## Tus tareas
[a] Indica si cada afirmación concuerda con el artículo sobre el suicidio: (i) según la OMS (2021), una de cada cien muertes en el mundo es por suicidio; (ii) el artículo se propone abordar el suicidio en su totalidad; (iii) se sabe quién fue el primer suicida de la historia. Responde sí o no y cita textualmente las palabras que lo deciden.
[b] Escribe la continuación del artículo sobre el suicidio a partir de su última oración.

## Texto extraído
..............................

Cada año más de 700.000 personas se quitan la vida, ¿qué nos está sucediendo?
Cada año, más de 700.000 personas se quitan la vida tras numerosos intentos de suicidio, lo que corresponde a una muerte cada 40 segundos. Obtiene información sobre cómo prevenir el suicidio en este link. | Imagen: Muy Interesante
Por Efren Yamid Rodríguez Gómez
La muerte es una posibilidad constante, que nos acompaña desde que nacemos y que termina por definirnos. Por eso podemos, desde nuestra libertad, decidir qué proyectos darán fundamento a nuestra existencia.
Cuando estaba en mi adolescencia, conocí a una persona que sufría de duros episodios de depresión. Al hablar con ella, no podía evitar sentir muy cercana la posibilidad de su muerte y pensaba en lo impotente que me sentía ante ello. A lo largo de mi vida he escuchado de casos relativamente cercanos de personas que han decidido quitarse la vida. De acuerdo a la Organización Mundial de la Salud (2021), una de cada cien muertes en el mundo es por suicidio, causando más víctimas que el VIH, el cáncer de mama, las guerras o los homicidios (y estas cifras no abarcan las tentativas de suicidio).
Con el paso de los años, me fui dando cuenta de una creciente tendencia a hacer comentarios despreciativos sobre la vida; compañeros y compañeras que hablan de querer morir, y del agotamiento respecto a la vida, a su vida. Es ahora normal ver comentarios de cansancio respecto a la existencia, o chistes que tienen como objetivo terminar con un “me quiero morir”. Pero ¿por qué el suicidio? ¿y por qué cada vez se hace más cercano? En el presente artículo no pretendo abordar el suicidio en su totalidad, dado que es un tema muy extenso y con muchas aristas. Únicamente quiero hacer algunas reflexiones acerca de lasideas suicidas que son producidas por la organización de nuestro sistema social.
Para entender cómo hemos llegado a una normalización de las ideas suicidas casi en todo el mundo, podríamos primero preguntarnos por sus orígenes. Claramente, ante los miles de años de existencia humana sin escritura, es imposible saber quién fue el primer suicida de la historia. Sin embargo, sabemos que en la antigüedad esta práctica ya existía; bastaría con mencionar la tradición del harakiri en Japón (presente hasta hace muy poco tiempo), o el juicio de Sócrates y su suicidio por cicuta, bellamente narrado en la Apología. Durante la Antigüedad y la Edad Media, el suicidio tuvo una aproximación muy pragmática (como en el caso de Roma) y moral (desde la perspectiva cristiana). Cabe resaltar también el caso de algunas sociedades precolombinas, quienes veían en el mismo un acto de honor.

..............................

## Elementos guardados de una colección
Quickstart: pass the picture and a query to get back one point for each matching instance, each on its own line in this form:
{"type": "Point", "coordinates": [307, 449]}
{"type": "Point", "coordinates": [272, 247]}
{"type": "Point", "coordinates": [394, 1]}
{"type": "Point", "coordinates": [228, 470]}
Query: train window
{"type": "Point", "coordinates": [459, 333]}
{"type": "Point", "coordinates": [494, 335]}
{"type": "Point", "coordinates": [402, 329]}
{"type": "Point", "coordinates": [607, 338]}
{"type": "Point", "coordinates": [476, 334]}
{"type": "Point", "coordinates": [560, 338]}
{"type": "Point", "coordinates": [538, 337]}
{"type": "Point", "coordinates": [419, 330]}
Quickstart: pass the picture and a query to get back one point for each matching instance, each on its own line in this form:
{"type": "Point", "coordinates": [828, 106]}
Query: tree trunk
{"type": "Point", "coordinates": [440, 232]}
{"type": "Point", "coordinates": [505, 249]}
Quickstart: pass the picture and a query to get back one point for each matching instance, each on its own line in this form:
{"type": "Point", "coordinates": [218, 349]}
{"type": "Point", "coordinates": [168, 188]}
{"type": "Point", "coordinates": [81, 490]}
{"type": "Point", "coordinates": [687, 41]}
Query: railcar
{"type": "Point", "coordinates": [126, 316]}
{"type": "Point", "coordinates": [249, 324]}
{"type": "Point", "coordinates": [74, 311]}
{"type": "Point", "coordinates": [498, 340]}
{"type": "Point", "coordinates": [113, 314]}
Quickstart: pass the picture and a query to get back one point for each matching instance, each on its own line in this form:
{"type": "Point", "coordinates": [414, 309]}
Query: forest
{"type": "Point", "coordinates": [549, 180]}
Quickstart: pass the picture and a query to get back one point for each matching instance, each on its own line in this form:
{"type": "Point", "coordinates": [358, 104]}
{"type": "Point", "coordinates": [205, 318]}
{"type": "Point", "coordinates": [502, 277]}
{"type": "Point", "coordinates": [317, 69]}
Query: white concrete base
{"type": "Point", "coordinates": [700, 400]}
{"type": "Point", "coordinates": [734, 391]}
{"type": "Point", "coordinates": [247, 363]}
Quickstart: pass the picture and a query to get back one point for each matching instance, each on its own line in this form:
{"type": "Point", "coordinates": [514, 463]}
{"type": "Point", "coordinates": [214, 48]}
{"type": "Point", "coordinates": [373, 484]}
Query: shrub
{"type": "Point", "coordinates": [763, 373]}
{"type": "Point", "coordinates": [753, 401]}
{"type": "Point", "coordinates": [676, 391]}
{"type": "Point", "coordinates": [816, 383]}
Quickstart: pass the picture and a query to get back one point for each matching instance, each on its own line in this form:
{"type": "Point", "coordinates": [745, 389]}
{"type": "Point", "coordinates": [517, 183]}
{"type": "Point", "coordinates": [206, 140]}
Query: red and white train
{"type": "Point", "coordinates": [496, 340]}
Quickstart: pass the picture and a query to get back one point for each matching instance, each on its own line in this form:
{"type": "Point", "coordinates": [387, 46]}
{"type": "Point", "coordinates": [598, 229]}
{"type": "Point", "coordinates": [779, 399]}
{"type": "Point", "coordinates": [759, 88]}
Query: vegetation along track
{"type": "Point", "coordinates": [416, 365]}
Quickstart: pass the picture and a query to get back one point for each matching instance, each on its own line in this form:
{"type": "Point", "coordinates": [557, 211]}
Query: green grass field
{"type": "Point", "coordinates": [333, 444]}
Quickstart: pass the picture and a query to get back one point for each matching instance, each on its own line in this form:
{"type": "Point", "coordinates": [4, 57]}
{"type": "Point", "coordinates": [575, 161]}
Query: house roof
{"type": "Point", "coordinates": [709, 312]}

..............................

## Respuestas del ejercicio
[a]
(i) Sí: "una de cada cien muertes en el mundo es por suicidio".
(ii) No: "no pretendo abordar el suicidio en su totalidad".
(iii) No: "es imposible saber quién fue el primer suicida de la historia".

[b]
Solamente entrada la época del renacimiento, y posteriormente con la Modernidad, el suicidio en occidente tendría un aproximamiento diferente, basado en los postulados racionalistas de la época, que le dieron una perspectiva más humanista e individual; estas nuevas perspectivas no relegaban la elección del suicidio puramente a sus efectos morales o pragmáticos para con su sociedad o religión, sino que planteaba ponerse en los pies del suicida, a través de preguntas disruptivas como ¿por qué obligar a alguien que no quiere vivir a hacerlo? ¿es el suicidio un acto de valor? ¿cómo conciliar suicidio y espiritualidad?
Si bien el auge de la psicología en el siglo XIX hizo que algunos pensadores clínicos asociaran el suicidio a desórdenes mentales, la filosofía que se ha dado desde el inicio de las revoluciones industriales -hasta la actual- no ha renunciado en su análisis a este fenómeno, tan profundamente humano (¿o no?). Bien diría Albert Camus que el principal problema filosófico, por lo menos de la modernidad, es el suicidio: ¿por qué no suicidarnos, si al fin y al cabo el mundo en el que vivimos no tiene sentido (entendido trascendentalmente)?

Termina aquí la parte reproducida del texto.